→ How to complete this task
Write out all of the lines below, exactly and completely.

************

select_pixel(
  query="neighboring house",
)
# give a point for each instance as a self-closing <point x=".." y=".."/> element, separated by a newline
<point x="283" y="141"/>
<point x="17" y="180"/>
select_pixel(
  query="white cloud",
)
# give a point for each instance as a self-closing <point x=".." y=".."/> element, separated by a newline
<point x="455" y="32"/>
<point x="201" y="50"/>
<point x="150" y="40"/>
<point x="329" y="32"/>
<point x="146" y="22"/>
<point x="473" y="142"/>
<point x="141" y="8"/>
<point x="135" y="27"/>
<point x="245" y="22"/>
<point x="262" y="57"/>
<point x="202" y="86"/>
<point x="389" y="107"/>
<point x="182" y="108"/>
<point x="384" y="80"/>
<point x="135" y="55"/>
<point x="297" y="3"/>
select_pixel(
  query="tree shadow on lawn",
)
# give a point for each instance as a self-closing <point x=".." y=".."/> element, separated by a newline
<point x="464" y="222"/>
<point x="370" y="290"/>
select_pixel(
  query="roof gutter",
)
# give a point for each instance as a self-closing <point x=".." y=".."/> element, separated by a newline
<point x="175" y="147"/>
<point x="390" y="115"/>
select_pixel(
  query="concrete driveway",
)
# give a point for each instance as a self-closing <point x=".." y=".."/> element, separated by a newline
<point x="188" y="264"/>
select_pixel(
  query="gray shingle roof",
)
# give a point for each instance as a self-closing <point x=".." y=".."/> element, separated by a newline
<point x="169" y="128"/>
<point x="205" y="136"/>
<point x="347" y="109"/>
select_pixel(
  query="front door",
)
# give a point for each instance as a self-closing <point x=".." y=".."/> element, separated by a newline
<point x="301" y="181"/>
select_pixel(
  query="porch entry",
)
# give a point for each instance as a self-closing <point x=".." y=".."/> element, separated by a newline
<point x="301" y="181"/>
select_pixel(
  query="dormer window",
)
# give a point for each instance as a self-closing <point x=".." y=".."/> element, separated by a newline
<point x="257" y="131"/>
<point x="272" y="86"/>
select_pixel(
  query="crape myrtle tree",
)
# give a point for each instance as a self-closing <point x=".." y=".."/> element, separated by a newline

************

→ Written solution
select_pixel(
  query="neighboring house",
)
# give a point for each instance as a self-closing <point x=".." y=".."/> element, separated by a newline
<point x="283" y="141"/>
<point x="17" y="180"/>
select_pixel(
  query="white cloud",
)
# give a point for each instance as a self-closing <point x=".." y=".."/> element, separated by a newline
<point x="455" y="32"/>
<point x="201" y="50"/>
<point x="150" y="40"/>
<point x="329" y="32"/>
<point x="146" y="22"/>
<point x="473" y="142"/>
<point x="141" y="8"/>
<point x="135" y="27"/>
<point x="245" y="22"/>
<point x="262" y="57"/>
<point x="202" y="86"/>
<point x="389" y="107"/>
<point x="182" y="108"/>
<point x="384" y="80"/>
<point x="135" y="55"/>
<point x="297" y="3"/>
select_pixel(
  query="tree shadow on lawn",
)
# give a point for each instance as a self-closing <point x=".." y=".."/> element, separated by a newline
<point x="464" y="222"/>
<point x="370" y="290"/>
select_pixel(
  query="roof gutter",
)
# give a point for each instance as a self-closing <point x=".." y=".."/> element, separated by a newline
<point x="175" y="147"/>
<point x="390" y="115"/>
select_pixel(
  query="concrete driveway",
)
# give a point for each instance as a self-closing <point x=".." y=".."/> element, separated by a newline
<point x="188" y="264"/>
select_pixel(
  query="gray shingle roof",
)
# give a point for each instance as a self-closing <point x=".." y=".."/> element, separated by a newline
<point x="169" y="128"/>
<point x="205" y="136"/>
<point x="347" y="109"/>
select_pixel(
  query="front door",
)
# give a point for each instance as a self-closing <point x=".." y=".."/> element, separated by a newline
<point x="301" y="181"/>
select_pixel(
  query="porch entry",
)
# give a point for each instance as a self-closing <point x=".." y=".."/> element, separated by a newline
<point x="301" y="181"/>
select_pixel(
  query="dormer window",
)
# give a point for each instance as a self-closing <point x=".." y=".."/> element, separated by a newline
<point x="257" y="131"/>
<point x="272" y="86"/>
select_pixel(
  query="crape myrtle tree",
)
# give a point for each instance as a self-closing <point x=".." y=".."/> element, separated by a newline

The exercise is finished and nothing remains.